--- START OF Provided records ---
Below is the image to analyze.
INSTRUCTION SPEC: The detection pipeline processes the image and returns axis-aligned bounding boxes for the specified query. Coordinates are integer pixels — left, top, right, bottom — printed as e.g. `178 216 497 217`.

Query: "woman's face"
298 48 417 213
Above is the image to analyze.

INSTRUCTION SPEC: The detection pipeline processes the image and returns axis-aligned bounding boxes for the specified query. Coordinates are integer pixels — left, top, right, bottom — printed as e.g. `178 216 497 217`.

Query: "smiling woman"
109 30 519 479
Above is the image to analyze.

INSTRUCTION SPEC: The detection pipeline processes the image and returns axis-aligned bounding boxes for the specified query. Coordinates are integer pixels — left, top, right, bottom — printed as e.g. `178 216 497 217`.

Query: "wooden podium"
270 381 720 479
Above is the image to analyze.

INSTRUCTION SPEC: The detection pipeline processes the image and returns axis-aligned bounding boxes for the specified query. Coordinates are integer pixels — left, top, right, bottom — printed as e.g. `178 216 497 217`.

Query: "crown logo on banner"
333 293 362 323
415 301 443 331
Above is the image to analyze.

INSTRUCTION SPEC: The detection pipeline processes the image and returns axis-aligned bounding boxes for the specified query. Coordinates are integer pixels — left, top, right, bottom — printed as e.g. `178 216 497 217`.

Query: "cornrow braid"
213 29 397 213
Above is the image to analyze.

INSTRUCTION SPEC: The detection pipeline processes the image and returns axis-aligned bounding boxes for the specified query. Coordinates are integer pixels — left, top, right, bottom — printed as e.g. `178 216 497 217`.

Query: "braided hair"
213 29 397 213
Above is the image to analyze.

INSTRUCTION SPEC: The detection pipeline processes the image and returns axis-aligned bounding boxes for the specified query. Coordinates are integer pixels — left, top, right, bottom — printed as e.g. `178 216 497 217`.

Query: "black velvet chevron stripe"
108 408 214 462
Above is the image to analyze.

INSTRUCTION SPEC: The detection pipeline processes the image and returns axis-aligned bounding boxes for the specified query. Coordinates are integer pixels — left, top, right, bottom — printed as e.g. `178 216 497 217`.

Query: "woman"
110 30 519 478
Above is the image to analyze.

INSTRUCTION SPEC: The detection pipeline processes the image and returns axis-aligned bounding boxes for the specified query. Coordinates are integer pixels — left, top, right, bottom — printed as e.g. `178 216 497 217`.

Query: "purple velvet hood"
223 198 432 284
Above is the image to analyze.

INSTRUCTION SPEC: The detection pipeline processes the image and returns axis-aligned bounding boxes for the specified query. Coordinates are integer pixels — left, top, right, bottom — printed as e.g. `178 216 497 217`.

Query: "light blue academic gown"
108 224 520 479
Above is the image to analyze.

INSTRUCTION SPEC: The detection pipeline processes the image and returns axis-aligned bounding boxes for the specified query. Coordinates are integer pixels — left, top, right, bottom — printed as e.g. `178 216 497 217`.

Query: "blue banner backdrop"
--- END OF Provided records ---
--- START OF Provided records ---
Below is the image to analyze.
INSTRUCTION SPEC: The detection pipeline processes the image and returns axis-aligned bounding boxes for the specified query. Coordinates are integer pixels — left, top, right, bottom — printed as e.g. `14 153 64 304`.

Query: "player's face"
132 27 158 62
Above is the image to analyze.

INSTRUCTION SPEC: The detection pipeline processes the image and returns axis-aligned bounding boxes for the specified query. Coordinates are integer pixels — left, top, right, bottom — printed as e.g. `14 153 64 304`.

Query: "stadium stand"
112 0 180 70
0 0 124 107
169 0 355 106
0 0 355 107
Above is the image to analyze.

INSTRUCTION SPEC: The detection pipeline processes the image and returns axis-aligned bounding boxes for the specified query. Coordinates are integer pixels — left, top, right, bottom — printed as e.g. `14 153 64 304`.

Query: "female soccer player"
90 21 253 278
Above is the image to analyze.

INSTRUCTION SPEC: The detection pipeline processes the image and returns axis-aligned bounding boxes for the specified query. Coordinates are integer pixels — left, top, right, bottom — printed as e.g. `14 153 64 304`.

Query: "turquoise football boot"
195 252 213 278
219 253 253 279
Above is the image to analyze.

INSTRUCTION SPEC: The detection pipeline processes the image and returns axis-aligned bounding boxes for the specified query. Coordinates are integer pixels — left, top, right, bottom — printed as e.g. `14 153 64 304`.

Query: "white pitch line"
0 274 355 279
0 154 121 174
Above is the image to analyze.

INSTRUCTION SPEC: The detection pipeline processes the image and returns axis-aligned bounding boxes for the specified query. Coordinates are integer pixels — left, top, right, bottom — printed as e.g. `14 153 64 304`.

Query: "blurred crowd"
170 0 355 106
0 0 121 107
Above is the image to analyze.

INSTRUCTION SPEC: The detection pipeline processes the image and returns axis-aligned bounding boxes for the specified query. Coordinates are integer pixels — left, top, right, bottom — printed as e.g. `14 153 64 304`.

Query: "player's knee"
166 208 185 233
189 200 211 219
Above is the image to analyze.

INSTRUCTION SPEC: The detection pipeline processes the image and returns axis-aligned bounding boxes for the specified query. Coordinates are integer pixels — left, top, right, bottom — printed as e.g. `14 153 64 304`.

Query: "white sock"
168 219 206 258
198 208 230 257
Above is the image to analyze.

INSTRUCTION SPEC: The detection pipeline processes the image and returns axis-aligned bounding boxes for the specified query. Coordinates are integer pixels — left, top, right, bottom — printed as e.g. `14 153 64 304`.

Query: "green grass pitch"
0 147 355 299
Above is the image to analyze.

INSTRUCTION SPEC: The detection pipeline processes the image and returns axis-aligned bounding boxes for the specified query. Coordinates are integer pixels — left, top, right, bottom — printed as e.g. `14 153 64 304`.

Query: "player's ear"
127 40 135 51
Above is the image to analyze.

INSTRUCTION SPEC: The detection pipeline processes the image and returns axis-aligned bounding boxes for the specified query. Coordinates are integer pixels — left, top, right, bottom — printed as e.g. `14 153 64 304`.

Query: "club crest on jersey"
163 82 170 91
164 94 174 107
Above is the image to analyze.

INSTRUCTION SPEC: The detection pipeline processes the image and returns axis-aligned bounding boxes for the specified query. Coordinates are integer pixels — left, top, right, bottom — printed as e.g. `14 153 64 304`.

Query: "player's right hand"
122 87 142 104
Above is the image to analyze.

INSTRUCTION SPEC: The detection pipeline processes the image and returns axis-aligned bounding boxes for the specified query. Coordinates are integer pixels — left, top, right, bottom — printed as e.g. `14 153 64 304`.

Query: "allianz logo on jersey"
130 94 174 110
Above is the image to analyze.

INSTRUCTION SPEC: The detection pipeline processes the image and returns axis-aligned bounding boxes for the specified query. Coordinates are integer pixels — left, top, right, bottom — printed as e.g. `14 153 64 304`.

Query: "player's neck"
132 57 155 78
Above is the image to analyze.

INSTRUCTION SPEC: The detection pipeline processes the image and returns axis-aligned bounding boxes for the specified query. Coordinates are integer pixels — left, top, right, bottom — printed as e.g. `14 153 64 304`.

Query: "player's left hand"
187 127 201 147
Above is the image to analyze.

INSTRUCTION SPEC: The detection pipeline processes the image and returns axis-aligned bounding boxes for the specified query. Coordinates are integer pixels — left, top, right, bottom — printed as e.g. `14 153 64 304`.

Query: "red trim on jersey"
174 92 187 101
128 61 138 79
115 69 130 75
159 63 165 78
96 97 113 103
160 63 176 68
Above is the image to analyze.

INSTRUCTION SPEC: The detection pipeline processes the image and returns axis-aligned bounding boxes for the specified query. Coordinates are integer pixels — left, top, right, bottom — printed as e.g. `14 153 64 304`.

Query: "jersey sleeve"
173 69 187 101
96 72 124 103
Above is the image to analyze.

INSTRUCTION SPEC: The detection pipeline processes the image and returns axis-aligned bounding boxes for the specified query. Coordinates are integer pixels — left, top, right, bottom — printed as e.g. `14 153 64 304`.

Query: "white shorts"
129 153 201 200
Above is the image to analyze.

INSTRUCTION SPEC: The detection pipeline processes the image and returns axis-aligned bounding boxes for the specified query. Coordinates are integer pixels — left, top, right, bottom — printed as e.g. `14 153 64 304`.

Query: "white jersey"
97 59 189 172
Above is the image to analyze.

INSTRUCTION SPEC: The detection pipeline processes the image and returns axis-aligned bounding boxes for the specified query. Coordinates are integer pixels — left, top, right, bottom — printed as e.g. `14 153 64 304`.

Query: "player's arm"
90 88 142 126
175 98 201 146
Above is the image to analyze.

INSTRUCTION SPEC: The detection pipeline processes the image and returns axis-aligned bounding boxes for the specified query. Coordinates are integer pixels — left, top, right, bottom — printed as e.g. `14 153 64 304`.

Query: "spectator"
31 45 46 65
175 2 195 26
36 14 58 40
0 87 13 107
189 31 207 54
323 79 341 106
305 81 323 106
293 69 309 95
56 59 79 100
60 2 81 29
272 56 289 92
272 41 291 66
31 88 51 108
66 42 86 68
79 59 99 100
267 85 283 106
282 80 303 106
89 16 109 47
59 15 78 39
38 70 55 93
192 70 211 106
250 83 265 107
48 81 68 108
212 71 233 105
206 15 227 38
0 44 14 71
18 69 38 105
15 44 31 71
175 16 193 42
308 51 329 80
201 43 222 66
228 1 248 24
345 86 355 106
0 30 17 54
--- END OF Provided records ---
#### [Work to do]
Return every line of the material above that contains the string "hand".

#### [Solution for this task]
Query: "player's right hand"
Query: "player's left hand"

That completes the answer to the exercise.